What to work on: Please write out every entry below exactly, leaving out any pictures.

Given data:
_____

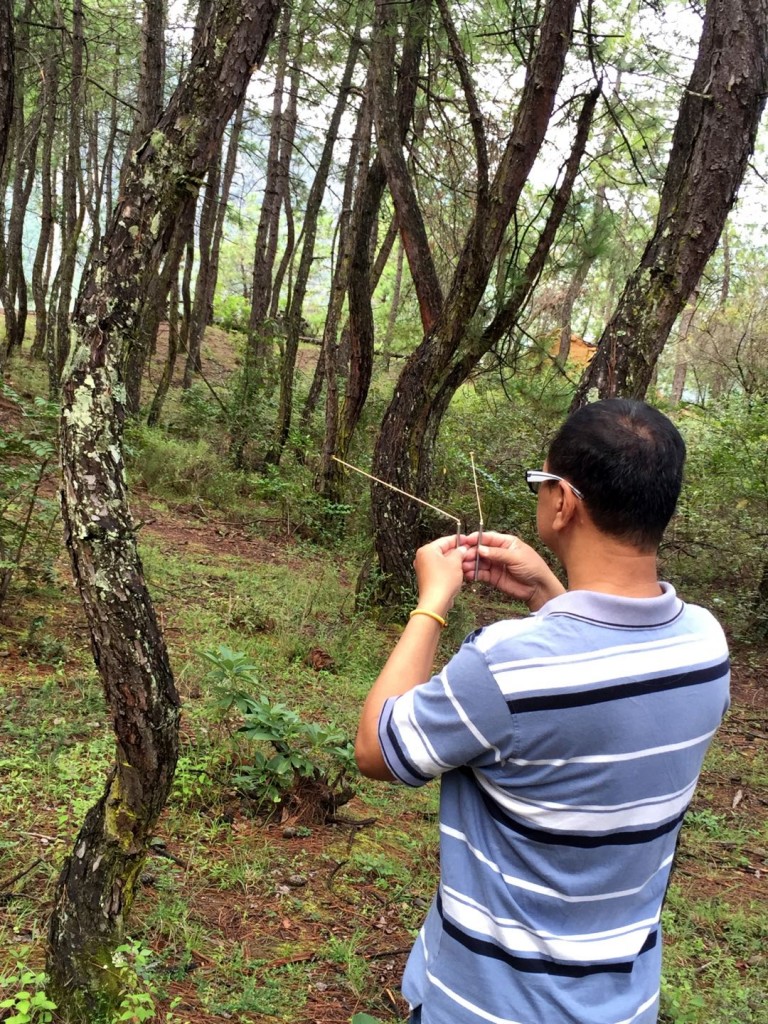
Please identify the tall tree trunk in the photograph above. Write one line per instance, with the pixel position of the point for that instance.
(329, 348)
(683, 345)
(403, 449)
(150, 105)
(39, 284)
(202, 288)
(714, 136)
(153, 417)
(7, 66)
(358, 340)
(73, 210)
(394, 307)
(24, 134)
(230, 165)
(266, 233)
(14, 291)
(96, 887)
(314, 201)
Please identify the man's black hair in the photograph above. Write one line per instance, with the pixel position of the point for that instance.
(627, 459)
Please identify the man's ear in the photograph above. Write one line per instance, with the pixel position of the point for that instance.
(566, 507)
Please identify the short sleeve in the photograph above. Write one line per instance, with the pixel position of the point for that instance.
(458, 718)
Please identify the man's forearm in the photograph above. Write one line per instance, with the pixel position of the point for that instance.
(410, 664)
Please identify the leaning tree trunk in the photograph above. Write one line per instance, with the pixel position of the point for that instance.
(97, 884)
(715, 134)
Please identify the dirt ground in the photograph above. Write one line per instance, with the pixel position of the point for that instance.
(259, 922)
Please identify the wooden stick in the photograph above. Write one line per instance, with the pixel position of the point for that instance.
(479, 513)
(449, 515)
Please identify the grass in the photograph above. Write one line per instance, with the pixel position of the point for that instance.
(272, 920)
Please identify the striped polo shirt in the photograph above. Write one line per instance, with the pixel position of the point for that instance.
(568, 745)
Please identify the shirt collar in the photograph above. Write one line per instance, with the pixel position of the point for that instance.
(612, 609)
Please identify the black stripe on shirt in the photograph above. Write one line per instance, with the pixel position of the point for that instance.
(538, 965)
(619, 691)
(632, 837)
(392, 736)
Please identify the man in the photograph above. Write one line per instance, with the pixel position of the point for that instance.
(568, 742)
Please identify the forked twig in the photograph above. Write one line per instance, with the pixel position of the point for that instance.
(406, 494)
(479, 513)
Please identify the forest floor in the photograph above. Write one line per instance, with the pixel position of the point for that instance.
(302, 916)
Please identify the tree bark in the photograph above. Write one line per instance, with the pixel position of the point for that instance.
(7, 67)
(714, 136)
(96, 887)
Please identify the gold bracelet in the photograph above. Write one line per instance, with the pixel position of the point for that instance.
(432, 614)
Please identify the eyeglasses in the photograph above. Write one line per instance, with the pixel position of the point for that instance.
(536, 477)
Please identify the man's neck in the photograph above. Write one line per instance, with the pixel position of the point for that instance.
(610, 566)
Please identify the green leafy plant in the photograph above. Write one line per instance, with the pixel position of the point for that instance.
(132, 961)
(299, 750)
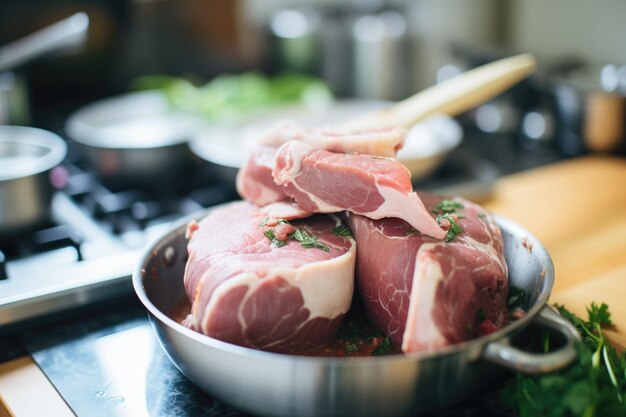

_____

Response below:
Please identify the tall tree trunk in the photograph above. Write one line per instance, with the pixel position of the point for that instance.
(329, 348)
(683, 345)
(403, 449)
(150, 105)
(39, 284)
(202, 288)
(714, 136)
(153, 417)
(7, 66)
(358, 340)
(73, 210)
(394, 307)
(24, 134)
(230, 165)
(266, 233)
(14, 291)
(96, 887)
(314, 201)
Please identify the man's black hair in the photograph above. Write one line per instance, with the pixel position of the point for that instance.
(627, 459)
Please identify the man's ear in the photograph above. Write one line per instance, with the pixel position of the point for that instance.
(566, 507)
Please identify the short sleeve in the photograph above. Write one line per instance, with the pixel position of the point for that instance.
(458, 718)
Please identify the man's forearm in the photograph above. Write one line per instance, with the pixel position of the point for that instance.
(410, 664)
Please identify the leaning tree trunk in the photograph above. Write one line per instance, with the pixel position of the point for that instance.
(97, 884)
(715, 134)
Please identify the dirt ground in the photograph above. Write one line per instance, with the pixel position of the point for that instance.
(259, 922)
Please identify the wooden stick in the photograph above. Write one line per instance, with the pixel position of the point for that instance.
(479, 513)
(449, 515)
Please identify the grass in the photograph above. Write one line per instance, with the pixel position of the point for that instance.
(272, 920)
Please identify the striped polo shirt in the photograph above. Write one line per instance, with the pixel position of the point for that instance.
(568, 745)
Please identify the shirt collar in the photograph above. Write one line per instance, with the pixel position of the point for that instance.
(612, 609)
Please identify the black stripe on shirt in the photograph above. Write one line per instance, with the pixel position of the point for that instance.
(538, 965)
(619, 691)
(632, 837)
(392, 736)
Please identify the man in the photograph above. Write one line per instance, with the pixel position of the point for that instance.
(568, 742)
Please identify the forked twig in the photograph above. Write one line per instance, with the pixel position of the point for that instance.
(406, 494)
(479, 513)
Please identify the forest floor in the photograph above. Write one line per instance, with the pixel position of the point for that instance.
(302, 916)
Please identify the tree bark in the photograph above. Write one line per instance, with the pixel position of the point for that instance.
(7, 67)
(714, 136)
(96, 887)
Please identify the gold bracelet in the photograph above. Write one line per instance, with the pixel position of the point for that instance.
(432, 614)
Please identify the eyeglasses in the photograph above. Write one line per instance, with the pixel position of the point for that instance.
(536, 477)
Please identify the man's neck in the photograph above. Write one line per instance, with the pixel position of the point for that instance.
(610, 566)
Please identify the green leafy plant in the photograph above. Write one line per instance, with the pixel position of the point for that instance.
(132, 961)
(299, 750)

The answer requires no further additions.